— Problem to solve —
Scan the entries for "polo". Every line that holds it is to be copied.

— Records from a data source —
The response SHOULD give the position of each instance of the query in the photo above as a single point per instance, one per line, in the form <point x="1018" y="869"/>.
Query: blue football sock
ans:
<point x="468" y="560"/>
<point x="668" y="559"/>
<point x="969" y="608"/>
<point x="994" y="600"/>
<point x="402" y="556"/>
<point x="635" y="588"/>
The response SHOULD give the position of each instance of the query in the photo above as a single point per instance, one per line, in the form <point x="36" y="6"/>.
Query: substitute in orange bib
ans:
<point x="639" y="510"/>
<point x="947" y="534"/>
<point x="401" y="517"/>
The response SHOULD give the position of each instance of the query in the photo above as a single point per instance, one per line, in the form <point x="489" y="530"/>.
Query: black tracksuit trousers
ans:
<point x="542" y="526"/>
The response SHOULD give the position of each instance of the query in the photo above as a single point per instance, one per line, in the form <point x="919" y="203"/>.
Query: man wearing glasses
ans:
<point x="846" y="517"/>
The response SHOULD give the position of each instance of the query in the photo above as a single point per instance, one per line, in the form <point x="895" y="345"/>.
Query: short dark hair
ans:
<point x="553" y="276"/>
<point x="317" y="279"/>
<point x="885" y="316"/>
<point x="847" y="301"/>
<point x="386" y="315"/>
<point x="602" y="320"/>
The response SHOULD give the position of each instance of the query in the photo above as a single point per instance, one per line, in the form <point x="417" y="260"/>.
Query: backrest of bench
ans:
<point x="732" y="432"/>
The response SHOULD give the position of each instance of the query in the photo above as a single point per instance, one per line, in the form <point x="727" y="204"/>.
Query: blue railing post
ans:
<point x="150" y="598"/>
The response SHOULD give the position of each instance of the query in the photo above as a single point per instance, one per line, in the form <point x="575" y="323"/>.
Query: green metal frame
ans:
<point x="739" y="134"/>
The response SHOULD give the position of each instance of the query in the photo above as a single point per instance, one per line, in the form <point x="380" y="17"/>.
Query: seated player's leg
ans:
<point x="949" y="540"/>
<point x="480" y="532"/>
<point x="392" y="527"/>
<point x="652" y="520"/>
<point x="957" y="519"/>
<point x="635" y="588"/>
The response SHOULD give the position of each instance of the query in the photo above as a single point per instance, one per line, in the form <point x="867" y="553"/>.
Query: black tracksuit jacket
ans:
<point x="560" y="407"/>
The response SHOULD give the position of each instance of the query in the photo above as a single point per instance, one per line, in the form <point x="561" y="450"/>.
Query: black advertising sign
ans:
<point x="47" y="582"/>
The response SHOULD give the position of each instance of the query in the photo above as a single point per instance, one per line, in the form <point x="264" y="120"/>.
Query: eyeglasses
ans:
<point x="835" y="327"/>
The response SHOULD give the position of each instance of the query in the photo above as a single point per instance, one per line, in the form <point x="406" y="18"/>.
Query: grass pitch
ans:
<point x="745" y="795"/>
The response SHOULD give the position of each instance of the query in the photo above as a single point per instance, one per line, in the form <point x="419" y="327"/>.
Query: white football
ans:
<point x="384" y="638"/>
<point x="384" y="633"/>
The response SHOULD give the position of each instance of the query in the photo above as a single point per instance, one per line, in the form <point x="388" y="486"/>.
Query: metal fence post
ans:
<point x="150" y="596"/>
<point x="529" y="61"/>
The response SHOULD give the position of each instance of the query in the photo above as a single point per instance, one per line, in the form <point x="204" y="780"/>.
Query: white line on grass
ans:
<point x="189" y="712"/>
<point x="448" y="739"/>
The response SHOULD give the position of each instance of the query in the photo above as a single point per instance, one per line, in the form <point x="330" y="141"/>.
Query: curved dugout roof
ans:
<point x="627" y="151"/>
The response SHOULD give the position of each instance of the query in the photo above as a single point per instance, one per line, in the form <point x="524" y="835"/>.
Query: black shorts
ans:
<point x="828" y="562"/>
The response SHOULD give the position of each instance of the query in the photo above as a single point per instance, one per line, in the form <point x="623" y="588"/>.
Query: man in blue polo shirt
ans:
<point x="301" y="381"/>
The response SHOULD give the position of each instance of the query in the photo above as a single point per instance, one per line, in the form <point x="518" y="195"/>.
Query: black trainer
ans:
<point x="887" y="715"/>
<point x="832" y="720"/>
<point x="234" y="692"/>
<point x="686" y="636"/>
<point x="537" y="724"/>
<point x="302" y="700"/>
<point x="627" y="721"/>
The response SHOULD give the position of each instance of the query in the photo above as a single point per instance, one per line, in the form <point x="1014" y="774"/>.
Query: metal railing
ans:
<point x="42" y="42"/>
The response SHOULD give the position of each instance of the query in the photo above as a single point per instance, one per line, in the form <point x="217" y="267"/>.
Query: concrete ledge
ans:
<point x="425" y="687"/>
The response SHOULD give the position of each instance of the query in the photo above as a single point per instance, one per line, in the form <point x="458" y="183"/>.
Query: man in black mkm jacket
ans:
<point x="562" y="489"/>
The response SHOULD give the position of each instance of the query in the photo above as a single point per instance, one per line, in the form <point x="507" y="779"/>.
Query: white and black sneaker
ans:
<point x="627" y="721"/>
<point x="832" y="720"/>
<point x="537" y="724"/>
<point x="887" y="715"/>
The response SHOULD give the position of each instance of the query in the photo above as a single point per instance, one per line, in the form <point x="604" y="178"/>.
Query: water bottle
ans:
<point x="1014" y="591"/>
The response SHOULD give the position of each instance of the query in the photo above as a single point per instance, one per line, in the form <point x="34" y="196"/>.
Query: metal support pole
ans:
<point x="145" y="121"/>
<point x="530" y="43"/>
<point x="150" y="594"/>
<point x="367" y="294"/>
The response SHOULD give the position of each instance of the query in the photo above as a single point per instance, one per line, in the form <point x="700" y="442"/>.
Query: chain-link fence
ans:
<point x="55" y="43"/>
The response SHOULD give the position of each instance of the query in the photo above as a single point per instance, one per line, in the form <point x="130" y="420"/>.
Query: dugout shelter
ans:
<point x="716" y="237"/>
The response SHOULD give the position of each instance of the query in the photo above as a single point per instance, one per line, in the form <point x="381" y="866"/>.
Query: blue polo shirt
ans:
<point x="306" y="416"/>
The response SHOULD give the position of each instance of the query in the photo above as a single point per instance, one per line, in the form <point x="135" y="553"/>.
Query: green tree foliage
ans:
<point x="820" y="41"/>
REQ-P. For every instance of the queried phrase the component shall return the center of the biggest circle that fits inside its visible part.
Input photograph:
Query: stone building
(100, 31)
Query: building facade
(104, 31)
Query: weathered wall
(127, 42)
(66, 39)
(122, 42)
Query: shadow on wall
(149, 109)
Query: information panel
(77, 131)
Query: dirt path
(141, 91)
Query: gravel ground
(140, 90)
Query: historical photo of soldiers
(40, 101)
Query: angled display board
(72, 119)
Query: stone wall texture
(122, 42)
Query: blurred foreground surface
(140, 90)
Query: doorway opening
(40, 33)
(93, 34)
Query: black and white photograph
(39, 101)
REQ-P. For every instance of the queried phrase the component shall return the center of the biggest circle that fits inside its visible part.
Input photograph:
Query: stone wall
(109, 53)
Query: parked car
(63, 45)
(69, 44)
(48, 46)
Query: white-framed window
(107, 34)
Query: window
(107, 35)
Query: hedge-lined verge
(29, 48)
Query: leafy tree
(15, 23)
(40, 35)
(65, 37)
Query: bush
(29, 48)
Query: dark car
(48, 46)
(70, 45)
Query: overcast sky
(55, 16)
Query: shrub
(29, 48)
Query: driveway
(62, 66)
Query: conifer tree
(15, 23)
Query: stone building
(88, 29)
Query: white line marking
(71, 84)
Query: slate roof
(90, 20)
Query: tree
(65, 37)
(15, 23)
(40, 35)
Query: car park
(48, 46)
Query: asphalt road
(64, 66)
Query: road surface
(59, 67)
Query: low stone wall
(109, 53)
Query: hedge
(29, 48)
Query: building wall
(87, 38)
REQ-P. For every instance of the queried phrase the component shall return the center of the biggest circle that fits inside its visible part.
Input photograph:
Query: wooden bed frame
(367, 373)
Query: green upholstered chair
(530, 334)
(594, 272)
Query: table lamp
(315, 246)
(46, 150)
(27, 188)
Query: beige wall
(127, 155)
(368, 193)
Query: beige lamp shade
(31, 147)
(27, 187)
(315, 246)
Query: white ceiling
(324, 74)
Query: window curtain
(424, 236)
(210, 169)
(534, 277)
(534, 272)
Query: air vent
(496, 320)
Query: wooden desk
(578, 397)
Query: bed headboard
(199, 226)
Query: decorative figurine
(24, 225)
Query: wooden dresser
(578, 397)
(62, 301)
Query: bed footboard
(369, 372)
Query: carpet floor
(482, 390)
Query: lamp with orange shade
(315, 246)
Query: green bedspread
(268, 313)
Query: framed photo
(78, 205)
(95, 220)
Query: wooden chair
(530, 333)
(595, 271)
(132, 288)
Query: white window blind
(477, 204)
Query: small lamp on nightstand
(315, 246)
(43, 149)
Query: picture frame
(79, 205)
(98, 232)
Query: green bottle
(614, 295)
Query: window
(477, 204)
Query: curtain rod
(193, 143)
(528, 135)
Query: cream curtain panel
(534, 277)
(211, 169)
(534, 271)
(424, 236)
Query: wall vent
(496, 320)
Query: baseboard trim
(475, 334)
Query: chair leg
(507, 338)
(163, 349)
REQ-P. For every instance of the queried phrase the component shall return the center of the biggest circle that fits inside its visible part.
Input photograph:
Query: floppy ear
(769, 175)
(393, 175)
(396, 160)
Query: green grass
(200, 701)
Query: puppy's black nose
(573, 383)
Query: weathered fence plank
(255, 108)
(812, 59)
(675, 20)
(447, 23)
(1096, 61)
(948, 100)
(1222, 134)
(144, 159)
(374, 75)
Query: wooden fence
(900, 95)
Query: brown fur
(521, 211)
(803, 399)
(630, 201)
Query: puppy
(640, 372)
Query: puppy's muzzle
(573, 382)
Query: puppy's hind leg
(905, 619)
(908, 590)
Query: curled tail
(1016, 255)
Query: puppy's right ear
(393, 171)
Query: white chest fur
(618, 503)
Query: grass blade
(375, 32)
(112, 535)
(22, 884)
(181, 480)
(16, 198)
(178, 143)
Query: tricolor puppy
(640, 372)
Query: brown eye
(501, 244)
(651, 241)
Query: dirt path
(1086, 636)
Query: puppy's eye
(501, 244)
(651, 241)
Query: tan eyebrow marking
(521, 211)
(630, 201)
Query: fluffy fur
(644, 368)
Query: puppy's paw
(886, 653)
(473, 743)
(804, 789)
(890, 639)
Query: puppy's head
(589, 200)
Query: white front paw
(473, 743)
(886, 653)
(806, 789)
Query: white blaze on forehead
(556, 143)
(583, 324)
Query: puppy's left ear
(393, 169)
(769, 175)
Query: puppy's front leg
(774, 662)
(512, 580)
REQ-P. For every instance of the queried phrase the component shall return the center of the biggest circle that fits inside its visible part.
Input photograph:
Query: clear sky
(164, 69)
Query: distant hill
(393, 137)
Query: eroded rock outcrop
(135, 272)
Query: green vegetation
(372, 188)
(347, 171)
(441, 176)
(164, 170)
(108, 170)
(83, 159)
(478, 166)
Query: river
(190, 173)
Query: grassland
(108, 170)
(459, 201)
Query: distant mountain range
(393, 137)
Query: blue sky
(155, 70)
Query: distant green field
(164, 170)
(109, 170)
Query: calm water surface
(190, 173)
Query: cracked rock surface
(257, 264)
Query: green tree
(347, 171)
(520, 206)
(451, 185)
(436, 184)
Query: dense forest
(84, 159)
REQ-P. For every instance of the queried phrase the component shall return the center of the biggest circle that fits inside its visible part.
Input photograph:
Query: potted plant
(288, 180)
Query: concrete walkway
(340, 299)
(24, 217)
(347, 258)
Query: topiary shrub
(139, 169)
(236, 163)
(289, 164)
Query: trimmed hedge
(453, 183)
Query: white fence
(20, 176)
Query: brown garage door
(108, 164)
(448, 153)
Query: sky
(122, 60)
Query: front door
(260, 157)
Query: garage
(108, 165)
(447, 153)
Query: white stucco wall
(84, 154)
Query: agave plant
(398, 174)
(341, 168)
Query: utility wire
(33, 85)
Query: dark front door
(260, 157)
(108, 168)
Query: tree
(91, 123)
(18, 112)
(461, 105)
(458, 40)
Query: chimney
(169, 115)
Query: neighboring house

— Answer space —
Query: man in blue polo shirt
Query: blue polo shirt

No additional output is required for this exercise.